=== RECORDS TO PROCESS ===
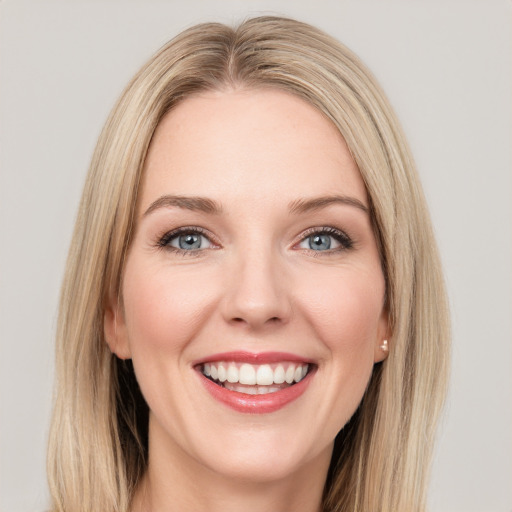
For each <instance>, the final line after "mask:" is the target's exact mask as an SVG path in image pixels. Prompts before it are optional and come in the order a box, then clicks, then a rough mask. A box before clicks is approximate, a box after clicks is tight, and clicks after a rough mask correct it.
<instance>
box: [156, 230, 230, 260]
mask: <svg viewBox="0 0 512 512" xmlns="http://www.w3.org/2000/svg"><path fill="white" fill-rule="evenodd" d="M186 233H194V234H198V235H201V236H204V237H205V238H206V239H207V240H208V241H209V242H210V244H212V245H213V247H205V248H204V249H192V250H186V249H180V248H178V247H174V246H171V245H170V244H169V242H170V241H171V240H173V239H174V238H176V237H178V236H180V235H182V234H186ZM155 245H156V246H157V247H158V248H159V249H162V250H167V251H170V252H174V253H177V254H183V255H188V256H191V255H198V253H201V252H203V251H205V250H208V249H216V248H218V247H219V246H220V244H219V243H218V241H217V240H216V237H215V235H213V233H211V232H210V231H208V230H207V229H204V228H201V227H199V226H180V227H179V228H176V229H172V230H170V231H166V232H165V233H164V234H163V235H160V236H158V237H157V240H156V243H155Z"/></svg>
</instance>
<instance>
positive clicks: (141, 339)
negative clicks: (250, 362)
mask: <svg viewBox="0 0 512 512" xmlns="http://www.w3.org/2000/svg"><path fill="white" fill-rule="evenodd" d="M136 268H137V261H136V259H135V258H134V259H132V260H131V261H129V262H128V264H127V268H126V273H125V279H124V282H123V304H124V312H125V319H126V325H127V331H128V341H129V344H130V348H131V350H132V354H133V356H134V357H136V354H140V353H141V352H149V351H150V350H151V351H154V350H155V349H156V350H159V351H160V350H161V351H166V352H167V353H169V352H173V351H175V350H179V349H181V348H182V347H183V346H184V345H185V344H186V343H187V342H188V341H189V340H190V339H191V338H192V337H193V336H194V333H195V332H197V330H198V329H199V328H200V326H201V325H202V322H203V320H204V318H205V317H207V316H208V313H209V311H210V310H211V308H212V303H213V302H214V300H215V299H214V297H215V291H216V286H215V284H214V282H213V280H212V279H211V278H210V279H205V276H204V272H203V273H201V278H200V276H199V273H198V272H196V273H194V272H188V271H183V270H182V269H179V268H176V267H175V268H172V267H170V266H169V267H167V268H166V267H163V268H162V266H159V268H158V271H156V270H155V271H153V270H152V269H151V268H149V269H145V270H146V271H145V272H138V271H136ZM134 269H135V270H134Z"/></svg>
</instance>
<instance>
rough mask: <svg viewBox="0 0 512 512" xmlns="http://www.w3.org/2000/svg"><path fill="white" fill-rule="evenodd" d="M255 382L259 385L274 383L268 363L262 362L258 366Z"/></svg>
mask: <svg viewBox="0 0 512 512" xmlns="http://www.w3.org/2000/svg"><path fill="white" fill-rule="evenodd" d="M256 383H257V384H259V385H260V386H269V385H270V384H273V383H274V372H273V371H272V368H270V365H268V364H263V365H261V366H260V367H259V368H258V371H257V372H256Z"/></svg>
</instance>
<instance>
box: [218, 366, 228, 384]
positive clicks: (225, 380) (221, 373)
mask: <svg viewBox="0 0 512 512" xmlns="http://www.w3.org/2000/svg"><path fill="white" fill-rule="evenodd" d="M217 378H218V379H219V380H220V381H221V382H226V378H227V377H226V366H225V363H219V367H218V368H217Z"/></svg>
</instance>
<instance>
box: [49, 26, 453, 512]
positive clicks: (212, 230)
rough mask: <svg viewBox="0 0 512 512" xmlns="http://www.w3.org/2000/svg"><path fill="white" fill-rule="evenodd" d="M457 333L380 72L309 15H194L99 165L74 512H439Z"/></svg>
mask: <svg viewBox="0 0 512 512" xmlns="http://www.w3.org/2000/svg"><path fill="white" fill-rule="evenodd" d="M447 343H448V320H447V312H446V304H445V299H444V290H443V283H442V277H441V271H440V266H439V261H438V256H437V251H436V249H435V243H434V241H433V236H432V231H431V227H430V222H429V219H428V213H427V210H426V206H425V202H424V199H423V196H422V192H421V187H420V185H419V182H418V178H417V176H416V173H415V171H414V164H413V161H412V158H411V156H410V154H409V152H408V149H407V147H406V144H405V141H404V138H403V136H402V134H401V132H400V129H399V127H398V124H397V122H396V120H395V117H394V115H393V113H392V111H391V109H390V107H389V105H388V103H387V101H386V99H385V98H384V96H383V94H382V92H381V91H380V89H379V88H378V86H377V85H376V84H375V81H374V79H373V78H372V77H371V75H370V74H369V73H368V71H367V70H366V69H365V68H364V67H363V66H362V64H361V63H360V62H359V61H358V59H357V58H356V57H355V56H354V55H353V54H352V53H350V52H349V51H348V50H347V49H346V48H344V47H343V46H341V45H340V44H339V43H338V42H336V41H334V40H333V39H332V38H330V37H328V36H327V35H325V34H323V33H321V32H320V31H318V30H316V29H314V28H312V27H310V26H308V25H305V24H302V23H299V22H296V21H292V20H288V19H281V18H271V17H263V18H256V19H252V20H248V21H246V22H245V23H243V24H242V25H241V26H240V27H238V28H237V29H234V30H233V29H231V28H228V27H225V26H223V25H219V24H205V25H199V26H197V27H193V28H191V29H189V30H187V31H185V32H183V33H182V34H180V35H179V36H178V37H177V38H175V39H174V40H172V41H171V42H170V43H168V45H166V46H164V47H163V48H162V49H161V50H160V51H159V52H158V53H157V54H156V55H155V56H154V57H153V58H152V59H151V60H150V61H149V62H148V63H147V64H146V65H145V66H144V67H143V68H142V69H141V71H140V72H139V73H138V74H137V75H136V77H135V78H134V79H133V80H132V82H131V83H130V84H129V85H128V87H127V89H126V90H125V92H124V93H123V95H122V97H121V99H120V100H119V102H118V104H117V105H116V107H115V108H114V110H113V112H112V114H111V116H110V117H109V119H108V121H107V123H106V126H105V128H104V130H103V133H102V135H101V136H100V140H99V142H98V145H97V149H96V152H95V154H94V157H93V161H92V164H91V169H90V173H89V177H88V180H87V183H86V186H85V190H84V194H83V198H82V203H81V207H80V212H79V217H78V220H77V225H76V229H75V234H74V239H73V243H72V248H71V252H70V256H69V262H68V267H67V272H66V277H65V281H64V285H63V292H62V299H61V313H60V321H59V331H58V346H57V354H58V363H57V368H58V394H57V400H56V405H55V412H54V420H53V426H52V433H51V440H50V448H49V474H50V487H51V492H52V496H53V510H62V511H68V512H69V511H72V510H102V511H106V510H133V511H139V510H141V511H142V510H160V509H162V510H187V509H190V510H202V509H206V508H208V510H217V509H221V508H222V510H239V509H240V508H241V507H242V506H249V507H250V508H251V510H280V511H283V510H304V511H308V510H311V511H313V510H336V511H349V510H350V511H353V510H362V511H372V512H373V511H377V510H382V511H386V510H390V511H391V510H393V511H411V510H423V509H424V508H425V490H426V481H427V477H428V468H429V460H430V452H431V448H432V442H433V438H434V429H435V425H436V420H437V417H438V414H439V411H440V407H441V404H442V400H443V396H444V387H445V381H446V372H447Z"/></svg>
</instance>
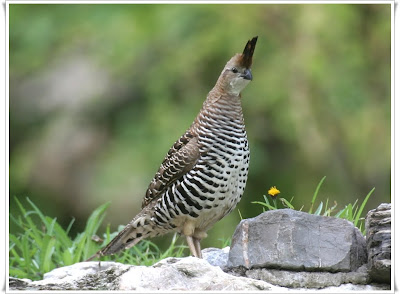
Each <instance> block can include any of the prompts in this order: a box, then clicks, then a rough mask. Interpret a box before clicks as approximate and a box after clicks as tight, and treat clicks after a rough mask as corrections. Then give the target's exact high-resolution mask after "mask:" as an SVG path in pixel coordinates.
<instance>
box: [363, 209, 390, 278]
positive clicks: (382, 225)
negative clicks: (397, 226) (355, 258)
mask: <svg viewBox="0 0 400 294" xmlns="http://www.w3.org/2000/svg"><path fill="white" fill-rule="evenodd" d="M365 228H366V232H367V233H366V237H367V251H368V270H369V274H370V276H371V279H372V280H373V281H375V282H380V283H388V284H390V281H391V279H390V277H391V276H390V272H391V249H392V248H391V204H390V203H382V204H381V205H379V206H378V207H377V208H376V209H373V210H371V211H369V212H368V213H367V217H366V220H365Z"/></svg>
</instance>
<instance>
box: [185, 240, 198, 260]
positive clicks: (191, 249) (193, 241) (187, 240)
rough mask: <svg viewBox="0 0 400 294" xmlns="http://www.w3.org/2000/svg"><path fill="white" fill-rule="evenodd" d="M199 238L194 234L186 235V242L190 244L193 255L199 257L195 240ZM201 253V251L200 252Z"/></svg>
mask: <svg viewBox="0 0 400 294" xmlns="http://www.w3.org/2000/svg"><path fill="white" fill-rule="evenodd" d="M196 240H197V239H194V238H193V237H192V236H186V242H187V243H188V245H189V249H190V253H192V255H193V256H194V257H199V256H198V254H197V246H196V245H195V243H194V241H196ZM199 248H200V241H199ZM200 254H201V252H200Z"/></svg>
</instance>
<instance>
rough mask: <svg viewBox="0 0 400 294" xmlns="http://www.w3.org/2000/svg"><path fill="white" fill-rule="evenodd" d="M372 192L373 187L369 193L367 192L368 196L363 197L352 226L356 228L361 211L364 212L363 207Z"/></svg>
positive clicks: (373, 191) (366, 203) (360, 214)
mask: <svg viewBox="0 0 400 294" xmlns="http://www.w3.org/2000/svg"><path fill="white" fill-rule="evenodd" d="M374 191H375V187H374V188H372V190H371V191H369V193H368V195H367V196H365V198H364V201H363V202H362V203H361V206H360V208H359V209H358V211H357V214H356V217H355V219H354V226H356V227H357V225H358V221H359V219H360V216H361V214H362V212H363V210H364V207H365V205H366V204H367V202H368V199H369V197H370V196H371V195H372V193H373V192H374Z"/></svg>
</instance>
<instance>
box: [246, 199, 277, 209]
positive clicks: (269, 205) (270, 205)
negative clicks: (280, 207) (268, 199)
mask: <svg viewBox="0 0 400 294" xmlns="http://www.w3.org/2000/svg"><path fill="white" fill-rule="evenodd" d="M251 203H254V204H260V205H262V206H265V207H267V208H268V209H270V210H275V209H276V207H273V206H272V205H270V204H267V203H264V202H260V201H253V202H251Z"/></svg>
===
=== RECORDS TO PROCESS ===
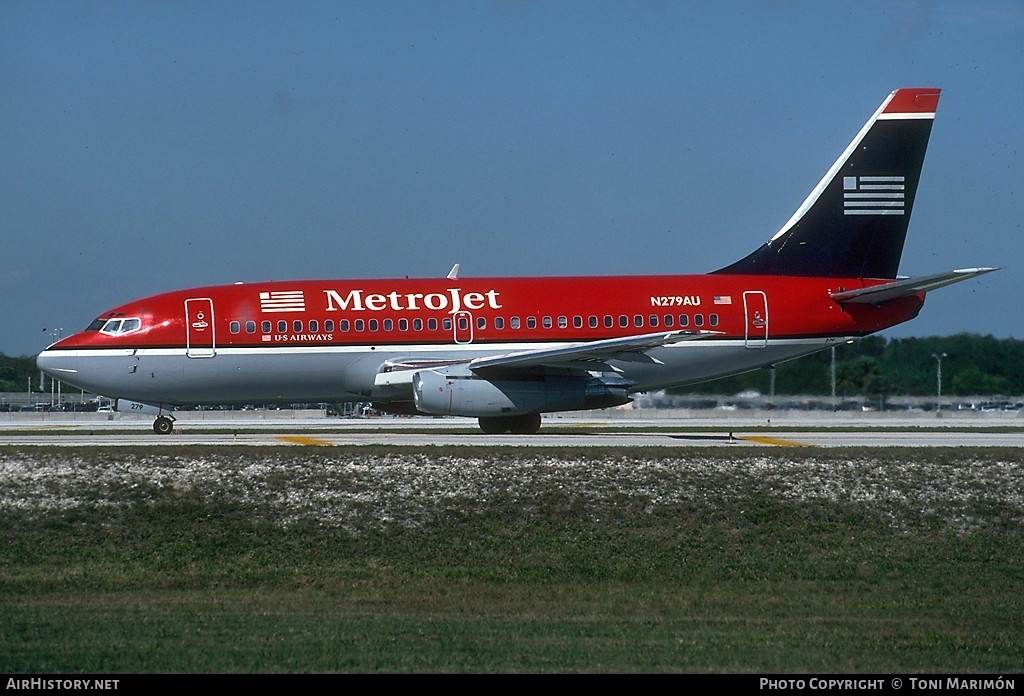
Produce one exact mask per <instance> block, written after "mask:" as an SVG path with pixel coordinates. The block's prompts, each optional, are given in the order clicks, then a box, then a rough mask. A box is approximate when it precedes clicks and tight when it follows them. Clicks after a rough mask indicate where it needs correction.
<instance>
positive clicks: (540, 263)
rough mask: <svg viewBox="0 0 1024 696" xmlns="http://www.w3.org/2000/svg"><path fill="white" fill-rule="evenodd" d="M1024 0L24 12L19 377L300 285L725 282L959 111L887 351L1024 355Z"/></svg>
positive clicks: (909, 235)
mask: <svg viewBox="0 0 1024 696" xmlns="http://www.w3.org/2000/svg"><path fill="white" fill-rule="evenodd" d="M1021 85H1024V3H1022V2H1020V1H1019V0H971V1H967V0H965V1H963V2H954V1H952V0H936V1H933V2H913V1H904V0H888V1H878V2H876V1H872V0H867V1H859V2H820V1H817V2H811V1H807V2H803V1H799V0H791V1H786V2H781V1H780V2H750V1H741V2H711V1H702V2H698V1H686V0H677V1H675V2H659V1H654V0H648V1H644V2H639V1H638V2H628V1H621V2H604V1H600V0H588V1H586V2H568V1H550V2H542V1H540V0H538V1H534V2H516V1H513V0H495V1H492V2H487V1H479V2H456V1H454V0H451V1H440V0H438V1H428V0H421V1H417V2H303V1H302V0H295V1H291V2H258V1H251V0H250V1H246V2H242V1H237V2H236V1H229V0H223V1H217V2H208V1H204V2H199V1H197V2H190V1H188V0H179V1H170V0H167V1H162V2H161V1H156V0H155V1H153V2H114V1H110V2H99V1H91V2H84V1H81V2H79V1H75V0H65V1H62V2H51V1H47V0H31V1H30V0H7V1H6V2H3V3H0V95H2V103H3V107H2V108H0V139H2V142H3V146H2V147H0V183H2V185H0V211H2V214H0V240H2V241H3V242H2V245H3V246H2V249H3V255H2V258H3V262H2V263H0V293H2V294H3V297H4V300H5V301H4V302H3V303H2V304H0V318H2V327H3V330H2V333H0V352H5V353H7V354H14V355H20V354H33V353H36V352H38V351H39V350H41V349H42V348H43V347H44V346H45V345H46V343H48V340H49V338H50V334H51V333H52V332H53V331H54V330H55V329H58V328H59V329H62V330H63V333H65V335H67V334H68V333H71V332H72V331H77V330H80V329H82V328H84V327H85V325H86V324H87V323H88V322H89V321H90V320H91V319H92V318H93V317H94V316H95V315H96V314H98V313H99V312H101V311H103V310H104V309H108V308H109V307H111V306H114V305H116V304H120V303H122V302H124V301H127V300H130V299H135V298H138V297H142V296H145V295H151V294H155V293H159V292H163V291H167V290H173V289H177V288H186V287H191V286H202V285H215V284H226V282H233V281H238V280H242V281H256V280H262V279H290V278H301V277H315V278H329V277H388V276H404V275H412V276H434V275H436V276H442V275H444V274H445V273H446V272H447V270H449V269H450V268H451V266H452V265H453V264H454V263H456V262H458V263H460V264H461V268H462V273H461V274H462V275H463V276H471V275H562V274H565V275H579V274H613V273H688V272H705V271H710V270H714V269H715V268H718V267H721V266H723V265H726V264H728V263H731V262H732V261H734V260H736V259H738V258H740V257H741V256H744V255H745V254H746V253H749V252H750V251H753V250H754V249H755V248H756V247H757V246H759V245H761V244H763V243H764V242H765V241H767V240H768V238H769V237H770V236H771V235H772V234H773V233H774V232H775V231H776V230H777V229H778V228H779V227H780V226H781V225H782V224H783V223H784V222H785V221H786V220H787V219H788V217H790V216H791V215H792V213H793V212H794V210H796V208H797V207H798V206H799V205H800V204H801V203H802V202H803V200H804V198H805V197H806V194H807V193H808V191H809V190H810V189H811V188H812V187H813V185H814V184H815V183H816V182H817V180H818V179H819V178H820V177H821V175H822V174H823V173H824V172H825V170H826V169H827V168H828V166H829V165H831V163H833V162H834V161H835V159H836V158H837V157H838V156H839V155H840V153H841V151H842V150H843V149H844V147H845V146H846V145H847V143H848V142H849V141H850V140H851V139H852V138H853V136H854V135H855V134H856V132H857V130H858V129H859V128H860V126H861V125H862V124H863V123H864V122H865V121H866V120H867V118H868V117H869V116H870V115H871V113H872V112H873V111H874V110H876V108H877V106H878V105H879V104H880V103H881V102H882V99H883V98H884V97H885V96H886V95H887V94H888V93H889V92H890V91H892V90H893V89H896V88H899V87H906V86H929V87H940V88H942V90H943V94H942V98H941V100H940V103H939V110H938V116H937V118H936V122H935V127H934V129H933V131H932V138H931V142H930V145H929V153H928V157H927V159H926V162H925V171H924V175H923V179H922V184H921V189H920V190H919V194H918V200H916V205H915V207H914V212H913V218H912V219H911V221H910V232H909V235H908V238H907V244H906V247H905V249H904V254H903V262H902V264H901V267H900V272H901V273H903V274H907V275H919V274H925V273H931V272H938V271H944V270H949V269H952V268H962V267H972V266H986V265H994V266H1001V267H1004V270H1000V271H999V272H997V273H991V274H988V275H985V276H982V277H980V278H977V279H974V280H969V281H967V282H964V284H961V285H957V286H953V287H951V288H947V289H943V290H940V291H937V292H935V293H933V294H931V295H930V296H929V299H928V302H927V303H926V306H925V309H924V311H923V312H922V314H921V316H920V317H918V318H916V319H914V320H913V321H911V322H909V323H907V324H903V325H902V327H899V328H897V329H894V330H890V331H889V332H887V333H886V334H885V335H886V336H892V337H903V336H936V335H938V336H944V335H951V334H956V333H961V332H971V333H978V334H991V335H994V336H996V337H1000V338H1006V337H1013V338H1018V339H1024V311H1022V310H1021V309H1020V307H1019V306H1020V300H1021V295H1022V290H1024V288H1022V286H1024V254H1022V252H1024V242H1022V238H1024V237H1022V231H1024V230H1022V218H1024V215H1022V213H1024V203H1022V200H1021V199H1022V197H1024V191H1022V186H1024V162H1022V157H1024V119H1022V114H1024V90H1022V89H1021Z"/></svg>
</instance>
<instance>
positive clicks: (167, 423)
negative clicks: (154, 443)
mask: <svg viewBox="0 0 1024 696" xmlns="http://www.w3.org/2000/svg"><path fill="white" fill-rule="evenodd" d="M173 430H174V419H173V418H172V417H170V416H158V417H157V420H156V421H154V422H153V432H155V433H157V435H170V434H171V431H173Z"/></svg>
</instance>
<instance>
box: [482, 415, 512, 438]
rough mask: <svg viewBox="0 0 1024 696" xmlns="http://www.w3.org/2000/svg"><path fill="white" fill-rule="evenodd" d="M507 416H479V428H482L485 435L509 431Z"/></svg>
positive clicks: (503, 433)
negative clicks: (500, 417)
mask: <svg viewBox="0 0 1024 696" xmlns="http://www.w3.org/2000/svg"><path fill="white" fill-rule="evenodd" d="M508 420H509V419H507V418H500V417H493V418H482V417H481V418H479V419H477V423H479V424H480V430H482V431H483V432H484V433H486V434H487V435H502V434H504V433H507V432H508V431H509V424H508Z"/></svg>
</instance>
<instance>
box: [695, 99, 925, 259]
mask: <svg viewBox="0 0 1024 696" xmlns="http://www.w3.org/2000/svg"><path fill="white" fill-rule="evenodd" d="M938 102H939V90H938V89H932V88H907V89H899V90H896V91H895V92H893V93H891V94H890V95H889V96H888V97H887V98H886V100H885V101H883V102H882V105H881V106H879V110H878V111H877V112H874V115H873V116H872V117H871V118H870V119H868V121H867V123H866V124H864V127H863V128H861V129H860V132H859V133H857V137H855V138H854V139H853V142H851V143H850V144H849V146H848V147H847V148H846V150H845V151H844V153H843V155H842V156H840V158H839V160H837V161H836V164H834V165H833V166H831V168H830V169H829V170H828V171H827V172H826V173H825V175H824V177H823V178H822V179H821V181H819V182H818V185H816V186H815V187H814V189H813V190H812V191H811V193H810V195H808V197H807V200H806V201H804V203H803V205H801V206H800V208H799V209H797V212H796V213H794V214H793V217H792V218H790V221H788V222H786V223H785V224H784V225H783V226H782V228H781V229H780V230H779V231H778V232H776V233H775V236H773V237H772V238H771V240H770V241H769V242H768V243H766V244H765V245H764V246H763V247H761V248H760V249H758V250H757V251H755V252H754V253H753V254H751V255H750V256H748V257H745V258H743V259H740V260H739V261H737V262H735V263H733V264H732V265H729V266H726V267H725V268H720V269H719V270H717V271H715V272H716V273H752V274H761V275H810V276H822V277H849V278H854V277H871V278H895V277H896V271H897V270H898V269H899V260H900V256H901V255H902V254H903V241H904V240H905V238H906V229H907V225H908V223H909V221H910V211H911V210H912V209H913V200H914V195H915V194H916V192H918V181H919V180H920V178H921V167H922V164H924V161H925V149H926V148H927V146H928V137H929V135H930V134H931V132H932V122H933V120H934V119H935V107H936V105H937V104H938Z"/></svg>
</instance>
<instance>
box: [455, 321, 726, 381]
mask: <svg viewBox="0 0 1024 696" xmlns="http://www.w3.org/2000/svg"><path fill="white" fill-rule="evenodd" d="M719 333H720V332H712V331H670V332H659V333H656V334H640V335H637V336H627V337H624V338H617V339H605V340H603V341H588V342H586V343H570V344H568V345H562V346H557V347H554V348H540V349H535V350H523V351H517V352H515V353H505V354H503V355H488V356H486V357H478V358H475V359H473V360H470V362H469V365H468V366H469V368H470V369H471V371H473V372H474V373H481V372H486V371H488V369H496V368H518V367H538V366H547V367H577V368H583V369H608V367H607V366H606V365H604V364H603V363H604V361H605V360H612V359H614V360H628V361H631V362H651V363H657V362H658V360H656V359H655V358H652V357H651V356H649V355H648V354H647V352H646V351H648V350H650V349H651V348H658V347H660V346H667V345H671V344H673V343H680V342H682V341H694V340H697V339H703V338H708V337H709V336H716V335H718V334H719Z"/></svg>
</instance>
===
→ **EXERCISE BRIEF**
From the records, pull out every line that contains the string "order", matching case exactly, and copy each one in full.

→ **TASK RESPONSE**
For each <instance>, the final line after "mask:" is the target's exact mask as an SVG path in image pixels. Prompts before it are optional and come in the order a box, then clicks, then a rough mask. A box before clicks is approximate, a box after clicks is tight, and clicks after a rough mask correct it.
Each <instance> block can include any of the prompts in this order: a box, then clicks, then a rough mask. Interpret a box before clicks as approximate and a box after clicks as tight, and treat clicks after a rough mask as corrections. Then give the target's exact high-resolution mask after "mask:" as an SVG path in pixel coordinates.
Produce one exact mask per <instance> block, written after "mask:" as an SVG path with pixel coordinates. The block's prompts, each optional, are given in the order clicks, then a box, then a rough mask. A box is approximate when it precedes clicks and tight when it follows them. Clicks after a rough mask indicate where it needs correction.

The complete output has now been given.